• WHAT YOU ARE ASKED TO DO: Each entry must appear in the answer exactly as it does here.

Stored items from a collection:
= = = = =
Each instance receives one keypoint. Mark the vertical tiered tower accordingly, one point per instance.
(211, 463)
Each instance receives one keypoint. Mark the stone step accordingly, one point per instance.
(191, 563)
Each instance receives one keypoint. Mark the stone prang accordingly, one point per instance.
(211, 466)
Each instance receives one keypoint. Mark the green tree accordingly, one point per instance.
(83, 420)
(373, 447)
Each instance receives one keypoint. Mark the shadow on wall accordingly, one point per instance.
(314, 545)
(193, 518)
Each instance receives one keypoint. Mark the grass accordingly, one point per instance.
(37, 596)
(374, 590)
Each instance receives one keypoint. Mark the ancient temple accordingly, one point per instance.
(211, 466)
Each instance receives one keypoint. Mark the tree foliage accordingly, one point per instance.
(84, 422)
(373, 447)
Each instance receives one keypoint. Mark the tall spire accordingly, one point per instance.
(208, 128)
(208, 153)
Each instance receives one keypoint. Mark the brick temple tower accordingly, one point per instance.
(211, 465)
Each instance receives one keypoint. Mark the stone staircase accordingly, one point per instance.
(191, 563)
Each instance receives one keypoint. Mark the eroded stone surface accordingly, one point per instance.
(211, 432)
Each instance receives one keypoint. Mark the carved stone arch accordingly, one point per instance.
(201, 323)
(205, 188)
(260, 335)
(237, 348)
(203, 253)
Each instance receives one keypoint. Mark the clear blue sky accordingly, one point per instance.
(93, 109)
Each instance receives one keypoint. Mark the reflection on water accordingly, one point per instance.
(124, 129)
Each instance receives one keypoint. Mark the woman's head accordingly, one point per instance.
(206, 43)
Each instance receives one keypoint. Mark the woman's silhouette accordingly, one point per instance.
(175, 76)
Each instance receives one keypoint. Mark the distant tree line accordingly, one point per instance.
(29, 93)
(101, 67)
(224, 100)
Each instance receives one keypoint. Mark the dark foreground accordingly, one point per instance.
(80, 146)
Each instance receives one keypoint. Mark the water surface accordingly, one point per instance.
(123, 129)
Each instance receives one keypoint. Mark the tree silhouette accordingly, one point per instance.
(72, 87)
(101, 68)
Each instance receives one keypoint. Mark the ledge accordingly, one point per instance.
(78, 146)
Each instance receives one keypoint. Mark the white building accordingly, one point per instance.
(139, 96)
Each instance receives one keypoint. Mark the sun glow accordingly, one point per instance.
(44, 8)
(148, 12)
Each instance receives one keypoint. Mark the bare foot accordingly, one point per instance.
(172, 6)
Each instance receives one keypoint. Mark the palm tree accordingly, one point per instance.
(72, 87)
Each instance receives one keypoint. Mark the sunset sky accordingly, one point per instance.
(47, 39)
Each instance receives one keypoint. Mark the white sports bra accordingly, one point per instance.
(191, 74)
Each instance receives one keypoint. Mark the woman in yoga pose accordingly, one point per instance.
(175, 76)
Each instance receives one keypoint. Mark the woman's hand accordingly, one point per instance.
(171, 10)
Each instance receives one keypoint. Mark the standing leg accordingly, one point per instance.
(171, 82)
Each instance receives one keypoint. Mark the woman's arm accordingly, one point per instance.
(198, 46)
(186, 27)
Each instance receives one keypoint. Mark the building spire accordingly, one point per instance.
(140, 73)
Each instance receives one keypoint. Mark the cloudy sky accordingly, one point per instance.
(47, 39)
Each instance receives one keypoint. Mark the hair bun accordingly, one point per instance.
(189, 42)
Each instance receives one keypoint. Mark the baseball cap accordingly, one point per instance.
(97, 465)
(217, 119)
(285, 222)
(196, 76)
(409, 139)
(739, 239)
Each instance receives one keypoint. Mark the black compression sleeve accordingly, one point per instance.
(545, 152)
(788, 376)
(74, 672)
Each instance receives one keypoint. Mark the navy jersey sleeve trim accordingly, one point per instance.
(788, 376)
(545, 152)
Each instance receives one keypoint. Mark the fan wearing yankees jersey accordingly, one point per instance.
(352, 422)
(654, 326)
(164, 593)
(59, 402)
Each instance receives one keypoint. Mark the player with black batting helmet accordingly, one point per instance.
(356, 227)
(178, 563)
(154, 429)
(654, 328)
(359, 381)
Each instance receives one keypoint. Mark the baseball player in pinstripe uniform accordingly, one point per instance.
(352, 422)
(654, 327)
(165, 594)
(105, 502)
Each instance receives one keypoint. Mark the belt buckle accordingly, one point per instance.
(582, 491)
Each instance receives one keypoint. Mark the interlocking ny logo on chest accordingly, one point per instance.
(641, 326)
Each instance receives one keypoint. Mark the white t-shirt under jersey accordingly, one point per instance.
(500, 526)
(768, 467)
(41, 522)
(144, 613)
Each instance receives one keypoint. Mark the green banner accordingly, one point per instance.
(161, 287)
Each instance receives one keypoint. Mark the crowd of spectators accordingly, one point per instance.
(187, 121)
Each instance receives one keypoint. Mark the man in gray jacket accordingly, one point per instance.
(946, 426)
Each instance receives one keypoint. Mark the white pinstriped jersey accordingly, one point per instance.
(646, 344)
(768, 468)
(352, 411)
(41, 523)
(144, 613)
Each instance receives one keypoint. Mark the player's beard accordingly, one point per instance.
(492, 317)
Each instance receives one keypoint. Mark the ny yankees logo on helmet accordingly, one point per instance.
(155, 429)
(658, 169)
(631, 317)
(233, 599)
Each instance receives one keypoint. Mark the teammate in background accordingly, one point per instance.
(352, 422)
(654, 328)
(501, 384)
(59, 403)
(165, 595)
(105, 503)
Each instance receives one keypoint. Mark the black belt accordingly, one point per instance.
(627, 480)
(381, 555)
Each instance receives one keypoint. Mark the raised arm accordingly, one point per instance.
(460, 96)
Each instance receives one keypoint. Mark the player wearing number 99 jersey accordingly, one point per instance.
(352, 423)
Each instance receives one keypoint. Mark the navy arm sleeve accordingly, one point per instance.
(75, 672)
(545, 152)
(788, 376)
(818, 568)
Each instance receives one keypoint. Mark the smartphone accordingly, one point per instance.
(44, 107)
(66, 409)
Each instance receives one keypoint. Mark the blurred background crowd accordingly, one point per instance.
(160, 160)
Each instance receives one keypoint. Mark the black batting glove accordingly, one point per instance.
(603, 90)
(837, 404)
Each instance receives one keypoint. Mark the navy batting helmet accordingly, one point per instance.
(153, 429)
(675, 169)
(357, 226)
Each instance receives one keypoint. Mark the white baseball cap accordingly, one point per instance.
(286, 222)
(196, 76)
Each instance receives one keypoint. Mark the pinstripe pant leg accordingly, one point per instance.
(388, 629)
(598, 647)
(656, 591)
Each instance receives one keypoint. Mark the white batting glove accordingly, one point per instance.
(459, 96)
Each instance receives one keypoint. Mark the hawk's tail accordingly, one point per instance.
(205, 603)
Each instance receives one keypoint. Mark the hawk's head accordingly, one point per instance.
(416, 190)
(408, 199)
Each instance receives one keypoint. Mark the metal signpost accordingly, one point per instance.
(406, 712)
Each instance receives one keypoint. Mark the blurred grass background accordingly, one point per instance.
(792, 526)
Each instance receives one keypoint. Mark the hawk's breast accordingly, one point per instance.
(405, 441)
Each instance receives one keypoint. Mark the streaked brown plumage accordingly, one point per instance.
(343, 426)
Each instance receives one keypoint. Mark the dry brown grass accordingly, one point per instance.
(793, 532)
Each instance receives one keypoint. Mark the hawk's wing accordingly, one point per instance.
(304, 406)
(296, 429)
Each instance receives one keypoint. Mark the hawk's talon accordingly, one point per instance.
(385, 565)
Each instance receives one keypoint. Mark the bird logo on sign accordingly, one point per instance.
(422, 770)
= = = = =
• SOLUTION BELOW:
Each instance receives one keypoint. Mark the vertical tiered tower accordingly, one point per instance.
(211, 463)
Each instance receives one keypoint. Mark the stone step accordingly, one point per instance.
(191, 563)
Each instance receives one keypoint. Mark the stone prang accordingly, one point per instance.
(211, 466)
Each instance receives one keypoint. Mark the green tree accordingly, one point per instance.
(83, 420)
(373, 447)
Each instance receives one keypoint. Mark the shadow on wall accordingly, one point per instance.
(314, 545)
(193, 518)
Each instance receives one keypoint. Mark the grass accordingly, one point per instance.
(37, 596)
(374, 590)
Each instance receives one keypoint. Mark the ancient temple accordingly, one point per instance.
(211, 466)
Each instance receives one keypoint. Mark the tree foliage accordingly, one point per instance.
(84, 422)
(373, 447)
Each instance receives one keypoint. Mark the tall spire accordingly, one point per instance.
(208, 128)
(208, 153)
Each instance receives one keypoint. Mark the brick temple tower accordingly, one point per instance.
(211, 465)
Each instance receives one keypoint. Mark the stone staircase accordingly, one point per instance.
(191, 563)
Each instance receives one keypoint. Mark the eroded stone surface accordingly, one point per instance.
(211, 432)
Each instance receives one keypoint. Mark the carved stone arch accordingly, one point per instance.
(201, 323)
(205, 188)
(260, 335)
(237, 348)
(203, 253)
Each instance receives one keypoint. Mark the clear blue sky accordingly, one point per instance.
(93, 109)
Each instance receives one keypoint. Mark the reflection on water accordingly, one point per instance.
(124, 129)
Each instance receives one keypoint. Mark the woman's head accordingly, one point per instance.
(206, 43)
Each instance receives one keypoint. Mark the woman's silhouette accordingly, one point per instance.
(175, 76)
Each instance receives one keypoint. Mark the distant tree line accordingly, one point per instance.
(29, 93)
(101, 67)
(224, 100)
Each instance receives one keypoint. Mark the dark foreground accordingly, one point per instance.
(80, 146)
Each instance receives one keypoint. Mark the water surface accordingly, one point per instance.
(123, 129)
Each instance receives one keypoint. Mark the tree silhouette accordingly, one point per instance.
(72, 87)
(101, 68)
Each instance receives one keypoint. Mark the ledge accordingly, one point per instance.
(78, 146)
Each instance receives one keypoint. Mark the white building accordingly, one point per instance.
(139, 96)
Each instance receives one keypoint. Mark the sun glow accordingly, one point per instance.
(44, 8)
(148, 12)
Each instance receives one keypoint. Mark the bare foot accordingly, one point per instance.
(172, 6)
Each instance receives one keypoint. Mark the palm tree accordingly, one point per instance.
(72, 87)
Each instance receives one keypoint. Mark the sunset sky accordingly, one point per instance.
(47, 39)
Each instance receives one keypoint. Mark the white sports bra accordingly, one point per instance.
(191, 74)
Each instance receives one keypoint. Mark the woman in yoga pose accordingly, one point per instance.
(175, 76)
Each instance receives one keypoint. Mark the woman's hand accordingly, one point per instance.
(171, 10)
Each instance receives one keypoint. Mark the standing leg accordingly, one point per instance.
(171, 82)
Each instance receives one keypoint. Mark the woman's arm accordingly, one point per instance.
(198, 46)
(186, 27)
Each instance receives one keypoint. Mark the building spire accordingly, one point per instance.
(140, 73)
Each instance receives one keypoint. Mark the cloudy sky accordingly, one point per instance.
(47, 39)
Each instance receives one keypoint. Mark the hair bun accordingly, one point per instance.
(189, 42)
Each instance receives one keypoint. Mark the baseball cap accordingly, one point per instance.
(97, 465)
(217, 119)
(285, 222)
(196, 76)
(409, 139)
(739, 239)
Each instance receives one keypoint. Mark the black compression sleeve accordingly, one point per instance.
(545, 152)
(788, 376)
(74, 672)
Each instance receives one keypoint. Mark the navy jersey sleeve trim accordingly, one point per instance.
(788, 376)
(545, 152)
Each instance receives one keypoint. Mark the fan wearing yankees jersey accordingly, one point per instance.
(352, 422)
(654, 326)
(164, 593)
(59, 402)
Each instance receives one keypoint. Mark the player with black batting helmet accordingly, one point per instance.
(356, 227)
(178, 563)
(154, 429)
(654, 328)
(359, 381)
Each instance receives one keypoint. Mark the baseball player in pinstripe uniform accordingly, one point per instance.
(352, 422)
(654, 327)
(165, 594)
(105, 502)
Each instance receives one keypoint. Mark the belt buckle accordingly, one point per instance.
(582, 491)
Each instance receives one keypoint. Mark the interlocking ny logo on chest accordingly, one point per instance.
(641, 326)
Each instance receives one keypoint. Mark the white t-shirt under jersey accordingly, one point per instance.
(500, 526)
(768, 467)
(41, 522)
(144, 613)
Each instance receives one keypoint. Mark the green banner accordingly, one point per instance.
(161, 287)
Each instance receives one keypoint. Mark the crowd of spectators accordingly, one point per instance.
(187, 121)
Each instance receives one keypoint. Mark the man in gray jacket accordingly, one point per instance.
(946, 426)
Each instance receives one keypoint. Mark the white pinstriped jersey accordingly, one point per instance.
(646, 344)
(768, 468)
(352, 411)
(41, 523)
(144, 613)
Each instance receives one keypoint. Mark the player's beard accordingly, one point per instance.
(492, 317)
Each instance receives one keypoint. Mark the ny yankees logo on helmet accordingly, one point per instance.
(155, 429)
(658, 169)
(631, 317)
(233, 599)
Each instance receives one keypoint. Mark the teammate in background accordingly, one point per instance.
(352, 422)
(654, 328)
(501, 384)
(59, 403)
(165, 595)
(105, 503)
Each instance receives one keypoint. Mark the black belt accordingly, one point per instance.
(627, 480)
(381, 555)
Each instance receives one keypoint. Mark the raised arm accordingly, one point per instance.
(460, 96)
Each instance receives one keypoint. Mark the player wearing number 99 jersey accordingly, one point per instance.
(352, 423)
Each instance receives one keypoint. Mark the navy arm sleeve accordingly, one point per instance.
(75, 672)
(545, 152)
(788, 376)
(818, 568)
Each instance receives one keypoint. Mark the smartphone accordingly, one point per instance.
(44, 107)
(66, 409)
Each instance receives one keypoint. Mark the blurred background crowd accordingly, one point per instance.
(160, 160)
Each instance receives one keypoint. Mark the black batting glove accordingly, one point per instance.
(603, 90)
(837, 404)
Each instance receives one keypoint. Mark the navy batting helmet accordingly, one point per instance.
(153, 429)
(675, 169)
(357, 226)
Each instance receives one keypoint. Mark the white baseball cap accordingly, one point per instance.
(286, 222)
(196, 76)
Each instance receives one keypoint. Mark the pinstripe pant leg accordingly, one point per instance.
(388, 629)
(598, 647)
(656, 591)
Each instance receives one keypoint. Mark the white batting glove accordingly, one point per instance.
(459, 96)
Each instance receives one keypoint. Mark the hawk's tail accordingly, one point per instance.
(205, 603)
Each instance receives one keypoint. Mark the hawk's head accordingly, one point per instance.
(416, 190)
(408, 199)
Each instance receives one keypoint. Mark the metal signpost accordingly, one point per instance.
(406, 712)
Each instance receives one keypoint. Mark the blurred grass background accordingly, one point per instance.
(792, 526)
Each instance receives one keypoint. Mark the hawk's breast accordingly, one point per instance.
(405, 441)
Each instance receives one keypoint. Mark the streaked brown plumage accordingly, one point per instance.
(343, 426)
Each instance receives one keypoint. Mark the dry brown grass accordingly, one point per instance.
(793, 532)
Each instance receives one keypoint. Mark the hawk's wing accordingly, one point per instance.
(304, 406)
(296, 429)
Each instance receives one keypoint. Mark the hawk's talon accordingly, one point per instance.
(385, 565)
Each instance receives one keypoint. Mark the bird logo on sign accordingly, one point per instance.
(422, 770)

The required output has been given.